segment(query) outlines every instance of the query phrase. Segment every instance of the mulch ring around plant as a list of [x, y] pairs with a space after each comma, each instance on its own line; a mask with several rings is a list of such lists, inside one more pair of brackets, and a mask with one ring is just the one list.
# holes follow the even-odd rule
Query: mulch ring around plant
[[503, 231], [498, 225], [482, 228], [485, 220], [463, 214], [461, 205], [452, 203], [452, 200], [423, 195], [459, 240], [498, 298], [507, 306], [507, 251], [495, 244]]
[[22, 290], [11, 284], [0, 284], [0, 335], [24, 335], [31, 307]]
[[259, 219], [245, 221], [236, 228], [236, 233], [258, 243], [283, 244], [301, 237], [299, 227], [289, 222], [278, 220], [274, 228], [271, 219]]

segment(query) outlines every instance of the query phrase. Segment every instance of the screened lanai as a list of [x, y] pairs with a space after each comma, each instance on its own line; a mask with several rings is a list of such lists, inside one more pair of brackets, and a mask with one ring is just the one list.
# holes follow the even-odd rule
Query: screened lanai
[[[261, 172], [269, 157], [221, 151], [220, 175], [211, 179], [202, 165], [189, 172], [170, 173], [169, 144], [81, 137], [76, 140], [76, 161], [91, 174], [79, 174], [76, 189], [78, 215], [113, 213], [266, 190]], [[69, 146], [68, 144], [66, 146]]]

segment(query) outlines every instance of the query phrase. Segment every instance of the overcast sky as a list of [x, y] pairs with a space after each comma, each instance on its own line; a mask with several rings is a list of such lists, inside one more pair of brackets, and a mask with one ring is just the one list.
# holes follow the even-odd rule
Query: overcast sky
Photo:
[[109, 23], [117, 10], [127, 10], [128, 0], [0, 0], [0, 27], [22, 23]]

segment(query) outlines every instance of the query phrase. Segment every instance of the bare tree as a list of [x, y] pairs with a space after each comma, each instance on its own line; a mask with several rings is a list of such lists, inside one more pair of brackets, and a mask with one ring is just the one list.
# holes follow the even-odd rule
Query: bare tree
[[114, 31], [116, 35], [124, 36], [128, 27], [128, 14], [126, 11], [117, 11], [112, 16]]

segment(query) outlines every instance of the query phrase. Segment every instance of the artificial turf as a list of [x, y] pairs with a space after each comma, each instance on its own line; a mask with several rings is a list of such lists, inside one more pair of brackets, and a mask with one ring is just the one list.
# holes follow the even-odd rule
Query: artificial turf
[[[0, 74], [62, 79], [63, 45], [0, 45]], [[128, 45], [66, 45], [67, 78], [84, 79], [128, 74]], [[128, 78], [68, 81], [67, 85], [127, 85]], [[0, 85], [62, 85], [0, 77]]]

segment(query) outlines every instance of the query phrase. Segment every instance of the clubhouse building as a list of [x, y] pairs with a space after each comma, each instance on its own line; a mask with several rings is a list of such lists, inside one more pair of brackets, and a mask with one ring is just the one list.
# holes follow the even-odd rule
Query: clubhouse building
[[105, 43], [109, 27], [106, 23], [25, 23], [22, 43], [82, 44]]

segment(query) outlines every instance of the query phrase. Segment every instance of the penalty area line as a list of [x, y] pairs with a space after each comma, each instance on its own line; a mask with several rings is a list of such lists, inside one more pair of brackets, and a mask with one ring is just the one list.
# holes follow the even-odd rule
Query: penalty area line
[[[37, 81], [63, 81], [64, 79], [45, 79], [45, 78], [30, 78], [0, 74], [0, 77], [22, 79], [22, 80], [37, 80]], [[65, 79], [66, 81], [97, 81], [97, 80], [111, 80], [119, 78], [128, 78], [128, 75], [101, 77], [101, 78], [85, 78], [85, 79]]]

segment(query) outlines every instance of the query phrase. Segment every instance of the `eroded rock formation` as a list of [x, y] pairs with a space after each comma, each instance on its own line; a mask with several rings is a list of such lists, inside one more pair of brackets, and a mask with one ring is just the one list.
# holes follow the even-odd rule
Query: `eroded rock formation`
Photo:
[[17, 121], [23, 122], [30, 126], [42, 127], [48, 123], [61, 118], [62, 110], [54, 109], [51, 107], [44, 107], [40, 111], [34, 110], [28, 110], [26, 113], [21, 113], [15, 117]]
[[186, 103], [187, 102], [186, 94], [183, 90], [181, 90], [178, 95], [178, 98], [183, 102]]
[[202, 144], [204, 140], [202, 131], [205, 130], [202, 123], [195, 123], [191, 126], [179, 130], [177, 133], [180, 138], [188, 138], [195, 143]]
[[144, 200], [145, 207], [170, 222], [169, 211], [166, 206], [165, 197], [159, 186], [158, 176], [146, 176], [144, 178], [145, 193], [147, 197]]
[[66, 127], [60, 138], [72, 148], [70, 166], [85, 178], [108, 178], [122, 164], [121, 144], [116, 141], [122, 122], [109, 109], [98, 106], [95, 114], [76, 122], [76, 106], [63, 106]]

◆ ◆ ◆ ◆ ◆

**Task prompt**
Restate all of the entries exactly, please.

**Written answer**
segment(query) outlines every instance of the query phrase. Segment every instance of the mulch ring around plant as a list of [x, y] pairs with a space after each comma, each instance on its own line; a mask with several rings is a list of such lists, inside one more pair of brackets, and a mask with one ring is just the one list.
# holes follow the even-odd rule
Query: mulch ring around plant
[[503, 231], [498, 225], [482, 228], [485, 220], [463, 214], [461, 205], [452, 203], [452, 200], [423, 195], [459, 240], [498, 298], [507, 306], [507, 251], [495, 244]]
[[22, 290], [11, 284], [0, 284], [0, 335], [24, 335], [31, 307]]
[[259, 219], [245, 221], [236, 228], [236, 233], [258, 243], [283, 244], [301, 237], [299, 227], [289, 222], [278, 220], [274, 228], [271, 219]]

segment(query) outlines every instance of the query phrase. Segment every instance of the screened lanai as a list of [x, y] pairs with a space after each comma, each instance on its own line; a mask with several rings is a list of such lists, inside one more pair of brackets, and a mask with one ring is just the one list.
# holes follow the even-odd rule
Query: screened lanai
[[[261, 172], [269, 157], [221, 151], [220, 175], [211, 179], [202, 165], [189, 172], [170, 173], [169, 144], [81, 137], [76, 140], [76, 161], [91, 174], [79, 174], [76, 189], [78, 215], [113, 213], [266, 190]], [[69, 146], [68, 144], [66, 146]]]

segment(query) outlines every instance of the query phrase. Segment every instance of the overcast sky as a list of [x, y] pairs with a space after each comma, each instance on its own line; a mask with several rings is a list of such lists, inside one more pair of brackets, and a mask with one ring is just the one list.
# holes follow the even-odd rule
Query: overcast sky
Photo:
[[109, 23], [117, 10], [127, 10], [128, 0], [0, 0], [0, 27], [22, 23]]

segment(query) outlines every instance of the query phrase. Segment every instance of the bare tree as a list of [x, y] pairs with a space after each comma, each instance on its own line; a mask with several rings is a list of such lists, inside one more pair of brackets, and a mask with one ring is just the one list.
# holes follow the even-odd rule
Query: bare tree
[[114, 31], [116, 35], [124, 36], [128, 27], [128, 14], [126, 11], [117, 11], [112, 16]]

segment(query) outlines every instance of the query phrase. Segment every instance of the artificial turf as a list of [x, y] pairs with a space after each comma, each instance on its own line; a mask with several rings is a list of such lists, inside one more pair of brackets, and a mask with one ring is just the one list.
# holes follow the even-odd rule
Query: artificial turf
[[[0, 74], [62, 79], [63, 45], [0, 45]], [[128, 45], [66, 45], [67, 78], [84, 79], [128, 74]], [[128, 78], [68, 81], [67, 85], [127, 85]], [[0, 85], [62, 85], [0, 77]]]

segment(query) outlines every instance of the query phrase. Segment every instance of the clubhouse building as a list of [x, y] pairs with a space after each comma, each instance on its own line; a mask with several rings is a list of such lists, inside one more pair of brackets, and a mask with one ring is just the one list.
# holes follow the even-odd rule
Query: clubhouse building
[[105, 43], [109, 27], [106, 23], [25, 23], [22, 43], [82, 44]]

segment(query) outlines every instance of the query phrase. Segment every instance of the penalty area line as a list of [x, y] pairs with a space after each comma, each instance on its own line; a mask with several rings is a list of such lists, inside one more pair of brackets, and a mask with one ring is just the one list.
# holes follow the even-odd rule
Query: penalty area line
[[[37, 81], [63, 81], [64, 79], [45, 79], [45, 78], [30, 78], [0, 74], [0, 77], [22, 79], [22, 80], [37, 80]], [[65, 79], [66, 81], [97, 81], [97, 80], [111, 80], [119, 78], [128, 78], [128, 75], [101, 77], [101, 78], [85, 78], [85, 79]]]

segment(query) outlines every instance of the query phrase. Segment every instance of the `eroded rock formation` as a list of [x, y] pairs with a space after each comma, each instance on its own line; a mask with several rings is a list of such lists, inside one more pair of brackets, and a mask with one ring is just the one list.
# holes follow the even-odd rule
Query: `eroded rock formation`
Photo:
[[17, 121], [23, 122], [30, 126], [42, 127], [48, 123], [61, 118], [62, 110], [54, 109], [51, 107], [44, 107], [40, 111], [34, 110], [28, 110], [26, 113], [21, 113], [15, 117]]
[[186, 103], [187, 102], [186, 94], [183, 90], [181, 90], [178, 95], [178, 98], [183, 102]]
[[202, 144], [204, 140], [202, 131], [205, 130], [202, 123], [195, 123], [191, 126], [179, 130], [177, 133], [180, 138], [188, 138], [195, 143]]
[[144, 200], [145, 207], [170, 222], [169, 211], [166, 206], [165, 197], [159, 186], [158, 176], [146, 176], [144, 178], [145, 193], [147, 197]]
[[66, 127], [60, 138], [72, 148], [70, 166], [85, 178], [108, 178], [122, 164], [121, 144], [116, 141], [122, 122], [109, 109], [98, 106], [95, 114], [76, 122], [76, 106], [63, 106]]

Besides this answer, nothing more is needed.